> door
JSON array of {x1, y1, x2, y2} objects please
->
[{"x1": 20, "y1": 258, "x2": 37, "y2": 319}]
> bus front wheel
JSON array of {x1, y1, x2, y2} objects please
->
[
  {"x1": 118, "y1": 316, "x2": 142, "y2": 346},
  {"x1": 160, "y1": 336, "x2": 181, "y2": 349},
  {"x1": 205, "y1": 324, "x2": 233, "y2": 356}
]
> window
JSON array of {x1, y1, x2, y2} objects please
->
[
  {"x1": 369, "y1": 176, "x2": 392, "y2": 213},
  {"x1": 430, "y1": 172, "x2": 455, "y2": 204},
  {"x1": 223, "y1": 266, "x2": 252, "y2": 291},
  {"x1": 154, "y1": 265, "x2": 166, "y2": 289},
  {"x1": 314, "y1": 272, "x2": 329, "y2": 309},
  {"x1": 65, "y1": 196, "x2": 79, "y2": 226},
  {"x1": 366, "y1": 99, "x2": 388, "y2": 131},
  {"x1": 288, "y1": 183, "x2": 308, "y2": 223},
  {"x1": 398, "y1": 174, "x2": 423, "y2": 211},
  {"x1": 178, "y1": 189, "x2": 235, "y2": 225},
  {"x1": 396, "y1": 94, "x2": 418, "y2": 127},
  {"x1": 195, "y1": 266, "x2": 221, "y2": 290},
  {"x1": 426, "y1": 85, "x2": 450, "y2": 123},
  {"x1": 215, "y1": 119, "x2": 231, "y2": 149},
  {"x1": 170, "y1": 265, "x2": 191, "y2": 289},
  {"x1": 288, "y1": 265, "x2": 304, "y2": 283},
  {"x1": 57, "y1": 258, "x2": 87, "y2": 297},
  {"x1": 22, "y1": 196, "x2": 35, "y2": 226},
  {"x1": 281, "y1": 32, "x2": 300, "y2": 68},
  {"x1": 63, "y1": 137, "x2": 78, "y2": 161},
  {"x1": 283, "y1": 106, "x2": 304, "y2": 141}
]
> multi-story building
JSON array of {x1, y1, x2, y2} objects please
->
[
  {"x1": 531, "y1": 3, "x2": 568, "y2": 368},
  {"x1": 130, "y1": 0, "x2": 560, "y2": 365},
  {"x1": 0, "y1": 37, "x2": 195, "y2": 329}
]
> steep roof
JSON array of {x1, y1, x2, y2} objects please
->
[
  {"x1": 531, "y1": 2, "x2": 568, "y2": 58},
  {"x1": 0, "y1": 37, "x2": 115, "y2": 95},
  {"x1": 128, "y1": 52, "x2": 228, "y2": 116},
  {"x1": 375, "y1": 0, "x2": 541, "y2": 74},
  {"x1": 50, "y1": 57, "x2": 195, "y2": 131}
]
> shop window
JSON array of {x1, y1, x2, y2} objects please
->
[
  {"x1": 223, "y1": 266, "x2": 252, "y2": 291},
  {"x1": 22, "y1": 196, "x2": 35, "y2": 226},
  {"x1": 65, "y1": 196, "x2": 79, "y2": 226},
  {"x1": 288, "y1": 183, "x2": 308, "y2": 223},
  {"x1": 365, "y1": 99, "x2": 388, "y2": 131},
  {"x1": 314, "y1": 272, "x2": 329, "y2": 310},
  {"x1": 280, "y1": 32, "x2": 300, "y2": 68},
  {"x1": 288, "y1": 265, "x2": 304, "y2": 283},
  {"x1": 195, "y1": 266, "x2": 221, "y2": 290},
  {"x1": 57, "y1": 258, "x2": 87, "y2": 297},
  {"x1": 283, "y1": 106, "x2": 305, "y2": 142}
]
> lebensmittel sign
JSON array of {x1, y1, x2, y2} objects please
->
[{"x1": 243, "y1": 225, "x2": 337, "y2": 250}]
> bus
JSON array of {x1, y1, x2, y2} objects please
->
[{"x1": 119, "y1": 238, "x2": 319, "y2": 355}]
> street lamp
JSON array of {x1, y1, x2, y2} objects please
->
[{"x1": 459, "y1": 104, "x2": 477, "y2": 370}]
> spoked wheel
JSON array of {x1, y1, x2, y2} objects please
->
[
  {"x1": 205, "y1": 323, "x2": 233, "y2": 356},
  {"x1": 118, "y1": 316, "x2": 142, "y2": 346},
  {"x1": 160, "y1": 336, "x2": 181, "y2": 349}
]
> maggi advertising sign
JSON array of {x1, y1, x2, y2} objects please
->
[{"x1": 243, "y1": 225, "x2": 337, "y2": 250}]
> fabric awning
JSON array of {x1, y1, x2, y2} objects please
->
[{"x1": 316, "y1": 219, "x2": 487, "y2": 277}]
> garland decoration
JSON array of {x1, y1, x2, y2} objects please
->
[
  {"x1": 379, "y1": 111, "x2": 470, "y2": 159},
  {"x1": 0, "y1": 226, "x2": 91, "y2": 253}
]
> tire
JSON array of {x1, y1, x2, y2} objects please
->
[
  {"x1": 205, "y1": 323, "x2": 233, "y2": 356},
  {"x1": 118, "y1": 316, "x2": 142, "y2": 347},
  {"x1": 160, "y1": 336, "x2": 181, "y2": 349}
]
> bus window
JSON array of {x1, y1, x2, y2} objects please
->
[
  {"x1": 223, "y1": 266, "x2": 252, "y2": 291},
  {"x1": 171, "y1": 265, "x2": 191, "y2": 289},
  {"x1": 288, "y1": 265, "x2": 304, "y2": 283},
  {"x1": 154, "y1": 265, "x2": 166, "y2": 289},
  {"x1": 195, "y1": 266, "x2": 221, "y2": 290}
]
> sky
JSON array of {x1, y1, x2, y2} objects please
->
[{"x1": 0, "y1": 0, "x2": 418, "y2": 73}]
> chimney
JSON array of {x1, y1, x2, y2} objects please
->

▬▬▬

DIRECTIONS: Transcribe each entry exactly.

FINISHED EXERCISE:
> door
JSON array of {x1, y1, x2, y2} objects please
->
[{"x1": 20, "y1": 258, "x2": 37, "y2": 319}]
> bus front wheel
JSON array of {x1, y1, x2, y2} objects please
->
[
  {"x1": 118, "y1": 316, "x2": 142, "y2": 346},
  {"x1": 160, "y1": 336, "x2": 181, "y2": 349},
  {"x1": 205, "y1": 324, "x2": 233, "y2": 356}
]
> window
JSON array of {x1, y1, x2, y2} objects please
->
[
  {"x1": 369, "y1": 176, "x2": 392, "y2": 213},
  {"x1": 430, "y1": 172, "x2": 455, "y2": 204},
  {"x1": 223, "y1": 266, "x2": 252, "y2": 291},
  {"x1": 154, "y1": 265, "x2": 166, "y2": 289},
  {"x1": 314, "y1": 272, "x2": 329, "y2": 309},
  {"x1": 65, "y1": 196, "x2": 79, "y2": 226},
  {"x1": 366, "y1": 99, "x2": 388, "y2": 131},
  {"x1": 288, "y1": 183, "x2": 308, "y2": 223},
  {"x1": 398, "y1": 174, "x2": 423, "y2": 211},
  {"x1": 178, "y1": 189, "x2": 235, "y2": 225},
  {"x1": 396, "y1": 94, "x2": 418, "y2": 127},
  {"x1": 195, "y1": 266, "x2": 221, "y2": 290},
  {"x1": 426, "y1": 85, "x2": 450, "y2": 123},
  {"x1": 215, "y1": 119, "x2": 231, "y2": 149},
  {"x1": 170, "y1": 265, "x2": 191, "y2": 289},
  {"x1": 288, "y1": 265, "x2": 304, "y2": 283},
  {"x1": 57, "y1": 258, "x2": 87, "y2": 297},
  {"x1": 22, "y1": 196, "x2": 35, "y2": 226},
  {"x1": 281, "y1": 32, "x2": 300, "y2": 68},
  {"x1": 63, "y1": 137, "x2": 78, "y2": 161},
  {"x1": 283, "y1": 106, "x2": 304, "y2": 141}
]
> multi-story building
JSON array of {x1, y1, x2, y2} objects please
->
[
  {"x1": 531, "y1": 3, "x2": 568, "y2": 368},
  {"x1": 130, "y1": 0, "x2": 560, "y2": 365},
  {"x1": 0, "y1": 37, "x2": 195, "y2": 329}
]
> steep roof
JSON array of {x1, y1, x2, y2} objects please
->
[
  {"x1": 531, "y1": 2, "x2": 568, "y2": 58},
  {"x1": 0, "y1": 37, "x2": 115, "y2": 95},
  {"x1": 128, "y1": 52, "x2": 228, "y2": 116},
  {"x1": 375, "y1": 0, "x2": 541, "y2": 74},
  {"x1": 50, "y1": 57, "x2": 195, "y2": 131}
]
> shop window
JSON array of {x1, y1, x2, y2} objects please
->
[
  {"x1": 223, "y1": 266, "x2": 252, "y2": 291},
  {"x1": 22, "y1": 196, "x2": 35, "y2": 226},
  {"x1": 65, "y1": 196, "x2": 79, "y2": 226},
  {"x1": 288, "y1": 183, "x2": 308, "y2": 223},
  {"x1": 365, "y1": 99, "x2": 388, "y2": 131},
  {"x1": 314, "y1": 272, "x2": 329, "y2": 310},
  {"x1": 280, "y1": 32, "x2": 300, "y2": 68},
  {"x1": 288, "y1": 265, "x2": 304, "y2": 283},
  {"x1": 195, "y1": 266, "x2": 221, "y2": 290},
  {"x1": 57, "y1": 258, "x2": 87, "y2": 297},
  {"x1": 283, "y1": 106, "x2": 305, "y2": 142}
]
> lebensmittel sign
JSON array of {x1, y1, x2, y2} objects please
->
[{"x1": 243, "y1": 225, "x2": 337, "y2": 250}]
> bus
JSON array of {x1, y1, x2, y2} objects please
->
[{"x1": 119, "y1": 238, "x2": 319, "y2": 355}]
> street lamp
JSON array of {x1, y1, x2, y2} objects please
->
[{"x1": 459, "y1": 104, "x2": 477, "y2": 370}]
> spoked wheel
JSON array of {x1, y1, x2, y2} objects please
->
[
  {"x1": 205, "y1": 323, "x2": 233, "y2": 356},
  {"x1": 118, "y1": 316, "x2": 142, "y2": 346},
  {"x1": 160, "y1": 336, "x2": 181, "y2": 349}
]
> maggi advertising sign
JSON array of {x1, y1, x2, y2} objects please
->
[{"x1": 243, "y1": 225, "x2": 337, "y2": 250}]
> fabric awning
JSON array of {x1, y1, x2, y2} objects please
->
[{"x1": 316, "y1": 219, "x2": 487, "y2": 277}]
> garland decoration
JSON array of {x1, y1, x2, y2} objects please
->
[
  {"x1": 379, "y1": 111, "x2": 470, "y2": 159},
  {"x1": 0, "y1": 226, "x2": 91, "y2": 253}
]
> tire
JSON array of {x1, y1, x2, y2} objects please
->
[
  {"x1": 205, "y1": 323, "x2": 233, "y2": 356},
  {"x1": 118, "y1": 316, "x2": 142, "y2": 347},
  {"x1": 160, "y1": 336, "x2": 181, "y2": 349}
]
> bus window
JSON array of {x1, y1, x2, y2} objects please
->
[
  {"x1": 223, "y1": 266, "x2": 252, "y2": 291},
  {"x1": 171, "y1": 265, "x2": 191, "y2": 289},
  {"x1": 288, "y1": 265, "x2": 304, "y2": 283},
  {"x1": 154, "y1": 265, "x2": 166, "y2": 289},
  {"x1": 195, "y1": 266, "x2": 221, "y2": 290}
]
> sky
JSON array of {x1, y1, x2, y2} objects please
->
[{"x1": 0, "y1": 0, "x2": 418, "y2": 73}]
> chimney
JSON array of {x1, y1, x2, y2} objects please
->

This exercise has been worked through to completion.